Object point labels
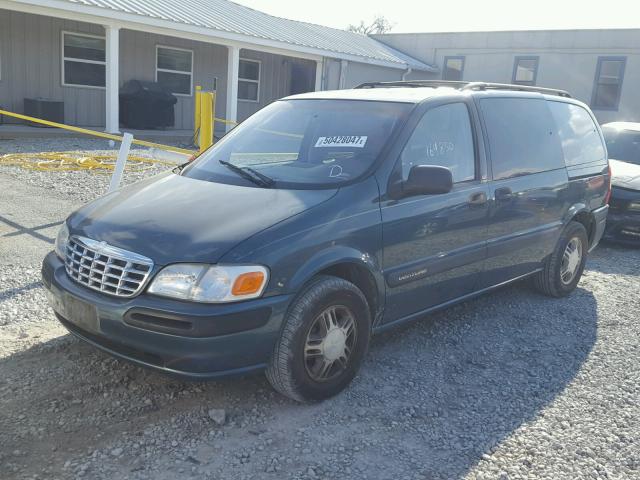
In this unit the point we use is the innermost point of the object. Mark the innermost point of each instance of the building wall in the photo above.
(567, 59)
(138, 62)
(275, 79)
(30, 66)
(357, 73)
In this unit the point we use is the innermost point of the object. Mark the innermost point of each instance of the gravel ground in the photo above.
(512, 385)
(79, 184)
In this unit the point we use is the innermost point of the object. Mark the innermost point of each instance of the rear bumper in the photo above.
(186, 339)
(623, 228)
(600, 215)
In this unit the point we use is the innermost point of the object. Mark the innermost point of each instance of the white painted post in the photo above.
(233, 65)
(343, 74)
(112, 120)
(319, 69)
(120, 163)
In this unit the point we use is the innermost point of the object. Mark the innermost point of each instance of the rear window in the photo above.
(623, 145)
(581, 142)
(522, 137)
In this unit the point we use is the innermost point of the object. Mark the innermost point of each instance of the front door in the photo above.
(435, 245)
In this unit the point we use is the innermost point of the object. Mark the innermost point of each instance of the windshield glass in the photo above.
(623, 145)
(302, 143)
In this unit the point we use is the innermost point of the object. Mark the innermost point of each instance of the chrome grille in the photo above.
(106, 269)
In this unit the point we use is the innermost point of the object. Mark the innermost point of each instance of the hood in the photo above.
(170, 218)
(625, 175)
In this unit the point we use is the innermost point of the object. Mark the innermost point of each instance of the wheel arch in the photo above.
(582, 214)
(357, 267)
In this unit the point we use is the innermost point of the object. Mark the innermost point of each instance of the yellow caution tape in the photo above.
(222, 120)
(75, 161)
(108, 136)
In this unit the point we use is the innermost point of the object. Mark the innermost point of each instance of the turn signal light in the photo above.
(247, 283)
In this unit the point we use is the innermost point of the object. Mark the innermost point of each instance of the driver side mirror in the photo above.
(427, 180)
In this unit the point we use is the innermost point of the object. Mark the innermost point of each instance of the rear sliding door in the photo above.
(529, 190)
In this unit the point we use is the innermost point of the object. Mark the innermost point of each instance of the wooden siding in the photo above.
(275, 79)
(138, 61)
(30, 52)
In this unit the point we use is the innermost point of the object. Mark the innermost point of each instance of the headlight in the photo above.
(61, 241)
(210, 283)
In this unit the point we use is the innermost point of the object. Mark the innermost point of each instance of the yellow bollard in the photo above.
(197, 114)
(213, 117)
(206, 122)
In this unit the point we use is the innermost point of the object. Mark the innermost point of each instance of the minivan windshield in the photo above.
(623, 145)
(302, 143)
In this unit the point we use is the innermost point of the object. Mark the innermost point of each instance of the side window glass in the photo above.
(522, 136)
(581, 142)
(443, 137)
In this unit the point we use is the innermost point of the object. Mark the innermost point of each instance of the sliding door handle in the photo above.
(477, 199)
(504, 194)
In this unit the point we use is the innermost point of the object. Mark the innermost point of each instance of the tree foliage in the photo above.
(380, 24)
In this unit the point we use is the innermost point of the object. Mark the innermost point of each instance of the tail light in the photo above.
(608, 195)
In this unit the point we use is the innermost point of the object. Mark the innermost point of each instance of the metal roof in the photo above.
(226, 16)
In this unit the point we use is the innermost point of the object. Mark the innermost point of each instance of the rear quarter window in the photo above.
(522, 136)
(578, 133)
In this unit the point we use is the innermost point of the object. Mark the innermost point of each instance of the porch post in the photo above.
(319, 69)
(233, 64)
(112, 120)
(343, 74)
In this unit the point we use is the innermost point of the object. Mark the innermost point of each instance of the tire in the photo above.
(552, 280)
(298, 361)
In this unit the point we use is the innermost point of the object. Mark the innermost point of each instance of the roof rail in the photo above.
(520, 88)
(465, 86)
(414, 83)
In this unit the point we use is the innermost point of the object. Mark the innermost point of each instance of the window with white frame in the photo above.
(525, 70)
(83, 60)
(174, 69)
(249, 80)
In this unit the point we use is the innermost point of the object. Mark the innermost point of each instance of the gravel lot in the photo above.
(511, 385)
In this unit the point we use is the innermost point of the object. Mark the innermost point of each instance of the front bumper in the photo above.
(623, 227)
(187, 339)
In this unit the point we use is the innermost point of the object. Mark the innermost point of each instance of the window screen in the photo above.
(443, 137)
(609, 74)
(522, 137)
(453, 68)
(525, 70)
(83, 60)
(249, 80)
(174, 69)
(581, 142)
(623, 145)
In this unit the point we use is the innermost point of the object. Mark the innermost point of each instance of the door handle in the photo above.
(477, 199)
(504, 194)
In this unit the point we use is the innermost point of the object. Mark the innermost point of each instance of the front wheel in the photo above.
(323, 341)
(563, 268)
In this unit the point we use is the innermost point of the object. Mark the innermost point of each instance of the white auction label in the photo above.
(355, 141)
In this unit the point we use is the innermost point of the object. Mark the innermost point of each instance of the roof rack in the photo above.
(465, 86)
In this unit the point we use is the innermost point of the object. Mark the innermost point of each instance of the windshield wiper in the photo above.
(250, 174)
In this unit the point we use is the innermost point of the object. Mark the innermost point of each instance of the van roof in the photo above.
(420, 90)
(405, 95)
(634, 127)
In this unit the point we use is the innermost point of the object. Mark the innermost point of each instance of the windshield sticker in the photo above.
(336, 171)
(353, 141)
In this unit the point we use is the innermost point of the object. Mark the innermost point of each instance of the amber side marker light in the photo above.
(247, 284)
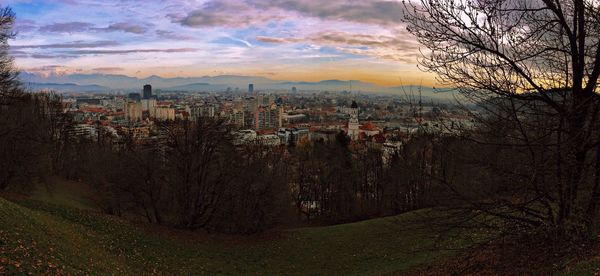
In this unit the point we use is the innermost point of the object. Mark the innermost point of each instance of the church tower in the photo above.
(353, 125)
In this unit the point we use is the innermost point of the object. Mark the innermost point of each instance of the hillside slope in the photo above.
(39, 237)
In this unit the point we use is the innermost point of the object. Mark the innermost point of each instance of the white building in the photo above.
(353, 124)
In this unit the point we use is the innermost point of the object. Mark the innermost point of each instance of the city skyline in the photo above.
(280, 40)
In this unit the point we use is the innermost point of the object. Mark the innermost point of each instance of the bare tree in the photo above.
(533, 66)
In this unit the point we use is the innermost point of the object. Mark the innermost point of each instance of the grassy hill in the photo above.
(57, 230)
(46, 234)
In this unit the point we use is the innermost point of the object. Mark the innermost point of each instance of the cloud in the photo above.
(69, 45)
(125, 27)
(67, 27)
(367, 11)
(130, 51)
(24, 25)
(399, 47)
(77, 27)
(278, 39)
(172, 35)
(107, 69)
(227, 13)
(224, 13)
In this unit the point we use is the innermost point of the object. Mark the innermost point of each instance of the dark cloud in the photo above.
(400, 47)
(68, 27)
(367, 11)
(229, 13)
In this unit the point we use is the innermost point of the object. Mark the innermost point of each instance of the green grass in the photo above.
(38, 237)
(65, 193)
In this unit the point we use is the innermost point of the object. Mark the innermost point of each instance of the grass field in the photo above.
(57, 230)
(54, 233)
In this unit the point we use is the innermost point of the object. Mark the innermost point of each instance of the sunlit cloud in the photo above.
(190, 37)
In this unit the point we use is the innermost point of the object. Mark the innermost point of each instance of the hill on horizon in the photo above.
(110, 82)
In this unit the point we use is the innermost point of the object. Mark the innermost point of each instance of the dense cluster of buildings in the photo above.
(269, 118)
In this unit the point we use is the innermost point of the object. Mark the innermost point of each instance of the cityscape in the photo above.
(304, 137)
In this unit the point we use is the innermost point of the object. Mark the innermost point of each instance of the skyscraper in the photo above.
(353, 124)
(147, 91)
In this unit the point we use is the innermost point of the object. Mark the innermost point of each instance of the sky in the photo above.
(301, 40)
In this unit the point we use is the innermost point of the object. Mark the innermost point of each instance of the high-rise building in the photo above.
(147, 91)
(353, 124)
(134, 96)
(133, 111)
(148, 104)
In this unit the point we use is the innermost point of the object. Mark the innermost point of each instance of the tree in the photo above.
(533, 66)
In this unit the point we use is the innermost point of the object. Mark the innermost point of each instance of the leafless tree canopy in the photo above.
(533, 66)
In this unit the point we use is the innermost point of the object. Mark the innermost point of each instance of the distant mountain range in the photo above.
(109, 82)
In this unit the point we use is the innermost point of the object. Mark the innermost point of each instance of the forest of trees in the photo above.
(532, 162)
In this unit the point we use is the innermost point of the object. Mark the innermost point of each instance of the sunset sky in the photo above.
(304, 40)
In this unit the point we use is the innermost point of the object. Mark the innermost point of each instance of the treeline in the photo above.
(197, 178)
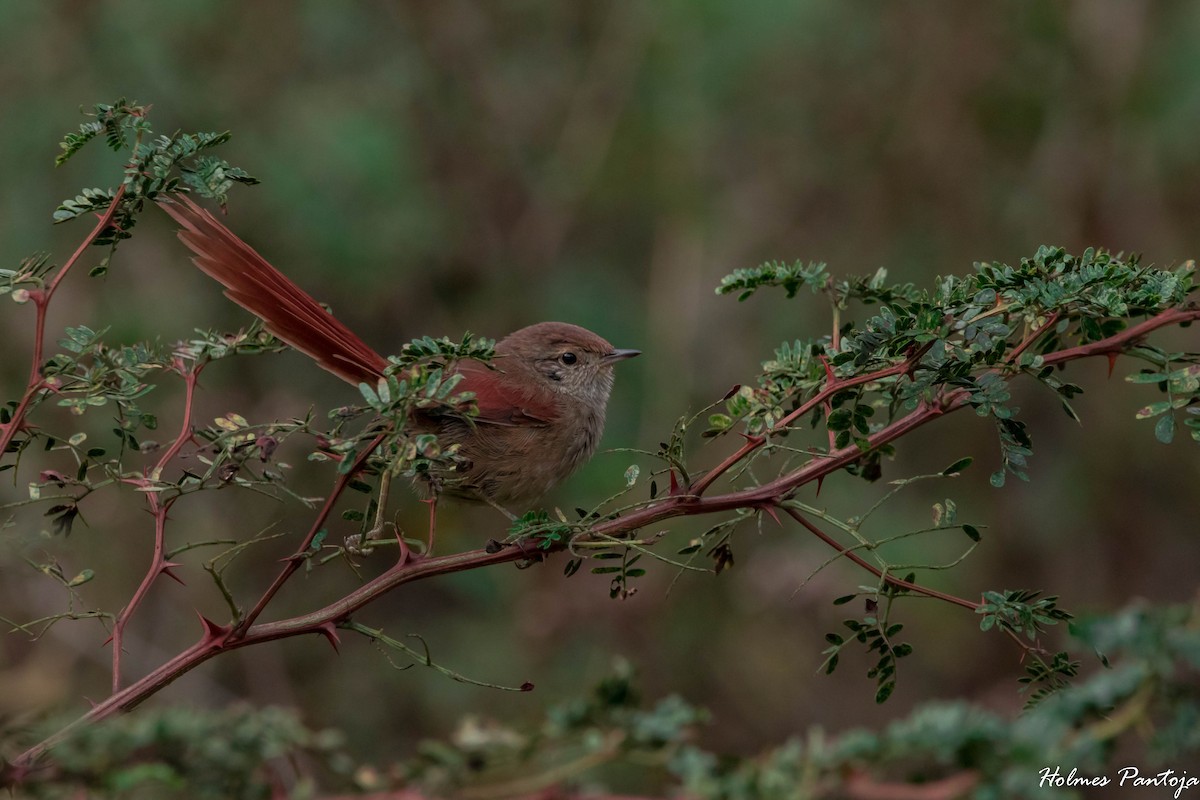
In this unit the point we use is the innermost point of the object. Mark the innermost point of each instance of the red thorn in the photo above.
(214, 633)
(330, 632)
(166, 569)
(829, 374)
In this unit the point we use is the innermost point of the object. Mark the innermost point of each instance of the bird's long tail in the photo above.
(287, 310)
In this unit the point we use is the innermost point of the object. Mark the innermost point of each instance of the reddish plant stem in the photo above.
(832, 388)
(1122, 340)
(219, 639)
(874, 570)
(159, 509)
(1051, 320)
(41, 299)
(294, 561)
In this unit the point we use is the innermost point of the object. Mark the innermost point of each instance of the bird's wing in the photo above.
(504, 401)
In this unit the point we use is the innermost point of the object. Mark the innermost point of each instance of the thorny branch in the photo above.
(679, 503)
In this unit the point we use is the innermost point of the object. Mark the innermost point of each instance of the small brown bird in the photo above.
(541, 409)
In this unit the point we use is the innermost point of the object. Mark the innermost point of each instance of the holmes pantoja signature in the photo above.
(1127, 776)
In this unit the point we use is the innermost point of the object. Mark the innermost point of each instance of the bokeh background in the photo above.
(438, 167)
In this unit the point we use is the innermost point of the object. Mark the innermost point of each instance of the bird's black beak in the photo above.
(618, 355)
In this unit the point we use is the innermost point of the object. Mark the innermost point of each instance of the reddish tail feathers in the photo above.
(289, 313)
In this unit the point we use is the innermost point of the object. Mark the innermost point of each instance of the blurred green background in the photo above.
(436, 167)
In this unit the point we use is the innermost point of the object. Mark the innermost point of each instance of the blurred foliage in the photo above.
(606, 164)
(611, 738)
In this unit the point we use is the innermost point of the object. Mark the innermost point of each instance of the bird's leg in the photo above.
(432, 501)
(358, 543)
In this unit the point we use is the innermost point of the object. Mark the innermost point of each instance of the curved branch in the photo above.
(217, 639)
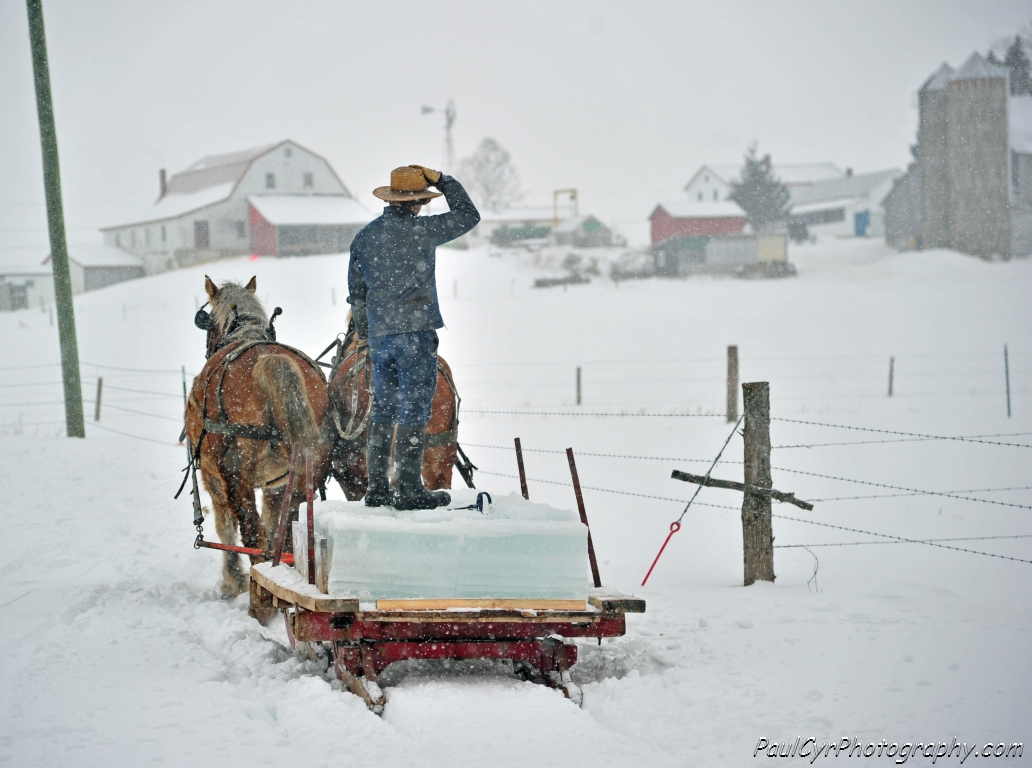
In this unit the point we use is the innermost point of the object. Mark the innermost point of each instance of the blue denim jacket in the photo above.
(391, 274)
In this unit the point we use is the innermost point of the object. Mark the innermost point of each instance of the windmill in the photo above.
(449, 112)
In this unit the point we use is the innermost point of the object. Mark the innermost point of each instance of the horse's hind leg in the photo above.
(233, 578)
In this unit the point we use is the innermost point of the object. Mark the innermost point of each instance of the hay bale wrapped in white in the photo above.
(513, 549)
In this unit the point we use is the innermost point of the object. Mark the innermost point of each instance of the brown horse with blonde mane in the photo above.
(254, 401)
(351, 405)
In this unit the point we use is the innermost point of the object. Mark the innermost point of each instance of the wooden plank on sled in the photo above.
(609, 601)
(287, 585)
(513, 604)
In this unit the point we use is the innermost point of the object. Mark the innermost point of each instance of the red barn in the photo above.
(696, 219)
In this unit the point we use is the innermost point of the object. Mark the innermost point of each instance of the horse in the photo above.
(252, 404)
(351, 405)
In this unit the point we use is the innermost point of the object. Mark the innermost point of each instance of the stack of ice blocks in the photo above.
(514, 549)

* **Direction**:
The lines to repeat start at the one holding "blurred foliage in the photo above." and run through the last line of the records above; write them out exactly, both ends included, but not the pictures.

* **Response for this exercise**:
In this unit the point we use is the innermost point of the object. Mark the innermost point of each instance of the blurred foliage in the photo above.
(606, 164)
(611, 738)
In this unit the point we use is the innermost point of the object. Mark the innermost point of each instance of the bird's leg in the photo above.
(432, 501)
(358, 543)
In this unit the point we use is the innermost point of the object. Mark the innermost point of each instance of the curved branch in the photo above.
(217, 639)
In this unit the point we use is the innermost point of the object. Mark the innermost point of each instance of the blue denim jacket in the photo above.
(391, 274)
In this unit the point we use is the innermost point of the object. Mark the innermost point of each instance of the windmill in the photo above.
(449, 112)
In this unit the point we use is the innermost point of the object. Mark the innermost point of each instance of the horse's hind leg in the photo above.
(233, 578)
In this unit the point we use is the innermost point of the object. Mark the innermost point of each instance of the hay bale wrapped in white in the photo above.
(513, 549)
In this unit the point we use is the innermost point of the object. Mark the innermost point of each instance of the brown horse with blonde mane in the photo above.
(254, 401)
(351, 405)
In this unit the point we use is the innermost point of the object. Mark the innermost point of each instance of the wooden plank on sled in the photo above.
(609, 601)
(287, 585)
(513, 604)
In this unit the point we use is the innermost point of the object. Mark the innermost point of each instance of the red barn in the photo above.
(696, 219)
In this unit the point we use is the innermost point of the object. Mark the innermost point of each instance of the horse in the photo above.
(252, 404)
(351, 405)
In this unit the point we use is the innermost point of the object. Mark the innermost point of each instance of the stack of ice blocks in the photo above.
(514, 549)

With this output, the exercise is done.